Stored data:
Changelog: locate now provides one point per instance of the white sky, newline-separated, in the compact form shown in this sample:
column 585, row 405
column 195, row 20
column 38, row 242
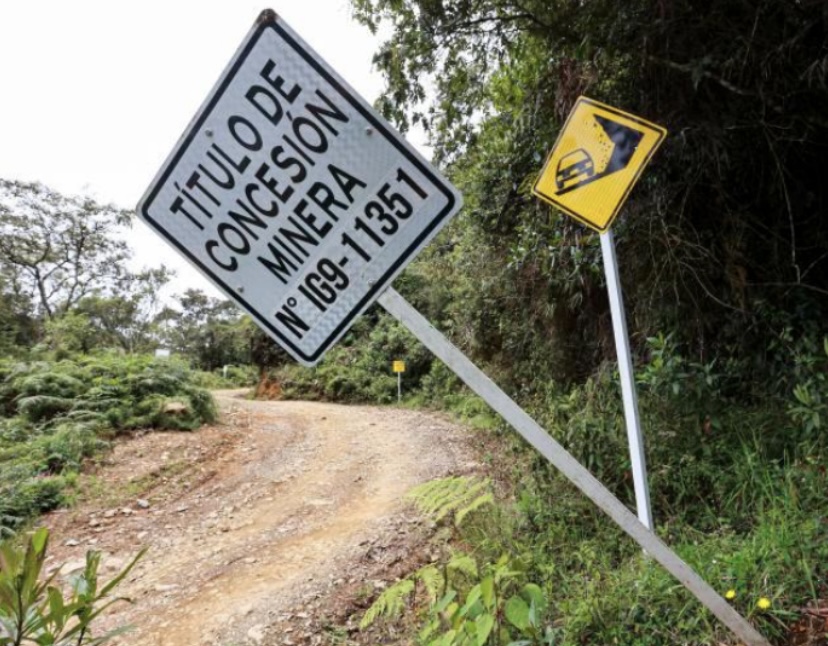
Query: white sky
column 95, row 93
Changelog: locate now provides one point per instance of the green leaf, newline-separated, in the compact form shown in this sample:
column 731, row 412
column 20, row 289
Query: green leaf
column 488, row 591
column 517, row 613
column 484, row 624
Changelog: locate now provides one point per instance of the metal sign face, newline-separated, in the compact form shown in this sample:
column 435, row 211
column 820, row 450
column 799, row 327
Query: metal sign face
column 293, row 196
column 599, row 155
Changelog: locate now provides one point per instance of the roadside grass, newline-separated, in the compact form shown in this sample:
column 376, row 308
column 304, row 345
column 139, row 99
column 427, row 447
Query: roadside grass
column 739, row 490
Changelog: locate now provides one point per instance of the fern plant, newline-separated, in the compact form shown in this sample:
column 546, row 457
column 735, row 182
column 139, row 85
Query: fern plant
column 484, row 605
column 458, row 495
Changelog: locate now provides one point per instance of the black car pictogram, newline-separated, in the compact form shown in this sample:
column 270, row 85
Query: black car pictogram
column 574, row 168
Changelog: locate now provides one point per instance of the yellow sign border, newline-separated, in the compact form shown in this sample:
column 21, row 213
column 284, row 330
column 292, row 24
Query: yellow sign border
column 662, row 133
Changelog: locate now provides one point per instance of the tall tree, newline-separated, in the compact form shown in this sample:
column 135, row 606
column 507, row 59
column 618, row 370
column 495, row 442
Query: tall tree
column 725, row 234
column 55, row 249
column 212, row 332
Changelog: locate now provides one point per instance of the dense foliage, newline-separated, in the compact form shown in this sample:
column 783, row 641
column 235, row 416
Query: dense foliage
column 723, row 248
column 56, row 415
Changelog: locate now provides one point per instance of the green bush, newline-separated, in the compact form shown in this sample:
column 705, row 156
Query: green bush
column 33, row 610
column 57, row 415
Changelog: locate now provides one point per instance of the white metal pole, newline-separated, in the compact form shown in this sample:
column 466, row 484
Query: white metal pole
column 533, row 433
column 625, row 369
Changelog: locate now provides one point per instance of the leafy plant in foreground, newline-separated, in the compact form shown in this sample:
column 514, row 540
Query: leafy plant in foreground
column 36, row 611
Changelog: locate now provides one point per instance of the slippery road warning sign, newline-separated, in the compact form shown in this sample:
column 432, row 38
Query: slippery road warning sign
column 595, row 162
column 293, row 196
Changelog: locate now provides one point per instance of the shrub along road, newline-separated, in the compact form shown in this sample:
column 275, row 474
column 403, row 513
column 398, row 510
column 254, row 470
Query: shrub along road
column 285, row 518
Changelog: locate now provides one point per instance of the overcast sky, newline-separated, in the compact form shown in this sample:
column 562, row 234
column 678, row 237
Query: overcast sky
column 95, row 93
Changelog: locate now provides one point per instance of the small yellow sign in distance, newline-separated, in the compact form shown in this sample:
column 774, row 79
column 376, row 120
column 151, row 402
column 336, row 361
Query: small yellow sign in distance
column 597, row 159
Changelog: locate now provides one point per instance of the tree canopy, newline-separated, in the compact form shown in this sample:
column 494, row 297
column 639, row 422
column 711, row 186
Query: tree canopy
column 725, row 239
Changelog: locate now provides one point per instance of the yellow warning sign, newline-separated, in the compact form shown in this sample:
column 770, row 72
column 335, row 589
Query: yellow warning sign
column 598, row 157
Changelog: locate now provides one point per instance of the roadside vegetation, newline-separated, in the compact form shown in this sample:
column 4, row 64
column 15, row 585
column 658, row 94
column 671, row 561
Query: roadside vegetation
column 723, row 249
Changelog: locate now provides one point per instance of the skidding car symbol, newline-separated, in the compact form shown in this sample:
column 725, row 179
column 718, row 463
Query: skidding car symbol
column 574, row 168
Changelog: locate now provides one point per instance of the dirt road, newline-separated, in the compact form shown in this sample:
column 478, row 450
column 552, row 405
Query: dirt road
column 265, row 528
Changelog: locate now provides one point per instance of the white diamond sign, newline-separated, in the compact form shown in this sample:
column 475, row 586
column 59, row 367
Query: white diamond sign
column 293, row 196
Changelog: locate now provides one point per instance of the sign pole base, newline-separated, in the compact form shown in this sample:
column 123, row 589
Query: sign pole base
column 533, row 433
column 635, row 437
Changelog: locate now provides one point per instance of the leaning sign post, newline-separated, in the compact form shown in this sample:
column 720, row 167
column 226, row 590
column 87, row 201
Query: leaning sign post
column 599, row 155
column 296, row 199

TASK PROMPT —
Can you print all of the rows above word for word, leaving the pictures out?

FULL SOLUTION —
Changelog: locate now provides one point per instance of the white sky, newline-separated, in the compact form shown in this sample:
column 585, row 405
column 195, row 20
column 38, row 242
Query: white sky
column 95, row 93
Changelog: locate now provides one point per instance of the green leaf, newline-separated, in the compact form shown in this sample:
column 731, row 412
column 20, row 289
Query: green leaf
column 488, row 591
column 517, row 613
column 484, row 624
Changelog: locate now provides one point per instance of the metal sign face, newline-separated, in the compact form shown in this sample:
column 435, row 211
column 820, row 450
column 799, row 327
Query: metal sign face
column 293, row 196
column 599, row 155
Changelog: locate now provides one point per instance of the roadside grass, newline-separated, in the compact form shown in this sample:
column 376, row 308
column 304, row 345
column 139, row 99
column 427, row 447
Query: roadside grass
column 739, row 490
Changelog: locate now provides one point per instance of the fern plant, newline-separated, in the compact form shown in this sample:
column 546, row 457
column 735, row 182
column 139, row 85
Query: fern plant
column 484, row 605
column 458, row 495
Changelog: locate now provides one point per instance of the black car pictogram, newline-separated, in the compact form shown in this sample:
column 270, row 85
Query: black car pictogram
column 574, row 168
Changelog: locate now provides one point per instance of the yellow sign border, newline-separated, in the compact form shown in this sample:
column 21, row 213
column 284, row 330
column 292, row 24
Query: yellow sign border
column 662, row 133
Changelog: locate now provides one point per instance of the tall tree, newline-separated, in the compact form shown in this sample:
column 135, row 606
column 507, row 59
column 618, row 370
column 495, row 442
Query: tall tree
column 725, row 234
column 55, row 249
column 212, row 332
Changelog: locate now provides one point per instance of the dense foliage, newline-separated, in the compact form shown in this sample:
column 783, row 641
column 235, row 416
Query: dense foliage
column 723, row 248
column 56, row 415
Changelog: locate now provides one point per instance of the green bush, newline-separated, in the compact form shown in this sample:
column 705, row 156
Query: green bush
column 33, row 610
column 57, row 415
Changelog: locate now provides one point per instance of the white metal pole, newline-separated, in the compact form shown in this sample:
column 466, row 484
Query: white metal pole
column 533, row 433
column 625, row 369
Changelog: locate now provides one point per instance of the leafy plant in foreground, newline-separated, in the compact form shown in this sample:
column 514, row 540
Query: leafy plant in foreground
column 36, row 611
Changelog: locate now provides one point per instance of the slippery road warning sign, newline-separated, in the compact form shown in this sample:
column 432, row 38
Query: slippery road warning sign
column 595, row 162
column 293, row 196
Changelog: locate now provides one point per instance of the shrub along road, newline-separated, in the compact form shown in this sample:
column 275, row 474
column 403, row 513
column 398, row 510
column 254, row 470
Query: shrub along road
column 285, row 518
Changelog: locate now provides one point per instance of the overcast sky, newline-separated, in the compact form shown in this sample:
column 562, row 234
column 678, row 237
Query: overcast sky
column 95, row 93
Changelog: locate now provides one point per instance of the small yellow sign in distance, newline-separated, in the compact form shown in this sample:
column 774, row 79
column 376, row 120
column 151, row 402
column 336, row 361
Query: small yellow sign in distance
column 597, row 159
Changelog: locate now provides one point per instance of the tree canopy, newline-separated, in the compact form shown in this sample:
column 494, row 297
column 639, row 422
column 711, row 186
Query: tree canopy
column 725, row 239
Changelog: locate now provides one point per instance of the yellow warning sign, newline-separated, in the compact form shown in this sample:
column 770, row 72
column 335, row 589
Query: yellow warning sign
column 598, row 157
Changelog: locate now provides one point per instance of the roadside vegetation, newline-separated, in the compact form shown in this sample:
column 4, row 64
column 15, row 585
column 658, row 94
column 671, row 561
Query: roadside vegetation
column 723, row 249
Changelog: locate now provides one point per instance of the skidding car symbol, newline-separated, in the compact form shown in this sample:
column 725, row 179
column 718, row 463
Query: skidding car symbol
column 574, row 168
Changelog: locate now provides one point per instance of the dirt road, newline-separated, in the compact form shown in this sample:
column 478, row 450
column 552, row 405
Query: dirt road
column 265, row 528
Changelog: locate now provides one point per instance of the white diamond sign, newline-separated, in the compact form shown in this sample:
column 475, row 586
column 59, row 367
Query: white diamond sign
column 293, row 196
Changelog: locate now provides one point per instance of the sign pole base, newline-separated, in the compact form shown in this sample:
column 123, row 589
Query: sign pole base
column 533, row 433
column 635, row 437
Changelog: locate now provides one point per instance of the leaning sign post, newline-separated, in the compact form shown in this sample:
column 720, row 167
column 226, row 590
column 87, row 201
Query: leaning sign post
column 599, row 155
column 296, row 199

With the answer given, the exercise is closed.